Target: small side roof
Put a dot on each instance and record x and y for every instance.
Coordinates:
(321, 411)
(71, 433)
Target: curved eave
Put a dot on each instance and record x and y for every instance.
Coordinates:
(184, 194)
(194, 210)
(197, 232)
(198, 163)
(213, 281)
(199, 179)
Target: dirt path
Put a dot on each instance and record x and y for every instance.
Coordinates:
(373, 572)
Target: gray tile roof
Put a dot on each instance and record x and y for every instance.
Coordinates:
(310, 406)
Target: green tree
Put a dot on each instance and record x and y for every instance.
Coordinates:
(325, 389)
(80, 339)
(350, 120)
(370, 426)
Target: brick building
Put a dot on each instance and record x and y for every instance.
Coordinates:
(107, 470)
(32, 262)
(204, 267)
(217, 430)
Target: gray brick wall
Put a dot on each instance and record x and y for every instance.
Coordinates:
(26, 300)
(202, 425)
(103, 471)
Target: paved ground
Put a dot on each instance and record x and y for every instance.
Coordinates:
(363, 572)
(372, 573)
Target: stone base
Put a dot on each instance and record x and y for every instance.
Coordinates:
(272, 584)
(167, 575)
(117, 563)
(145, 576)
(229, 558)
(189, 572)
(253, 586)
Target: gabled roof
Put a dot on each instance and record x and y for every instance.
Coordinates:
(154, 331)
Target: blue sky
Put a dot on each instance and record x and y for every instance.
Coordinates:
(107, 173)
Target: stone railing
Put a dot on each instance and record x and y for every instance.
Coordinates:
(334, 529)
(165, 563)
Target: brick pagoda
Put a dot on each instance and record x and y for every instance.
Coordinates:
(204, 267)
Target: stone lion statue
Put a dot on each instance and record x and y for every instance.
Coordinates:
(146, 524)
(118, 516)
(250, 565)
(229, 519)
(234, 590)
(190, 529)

__Required work__.
Go through the records from the first line and copy each one exactly, ending after the line that contains "Target: dirt path". Give nothing else.

__Answer to this task__.
Target: small side roof
Put a dot on each instance and record x and y for every instance.
Coordinates:
(321, 411)
(71, 433)
Target: curved eave
Put a dot on each instance and record x and y for every instance.
Coordinates:
(184, 194)
(194, 210)
(197, 232)
(198, 163)
(213, 281)
(199, 179)
Target: dirt path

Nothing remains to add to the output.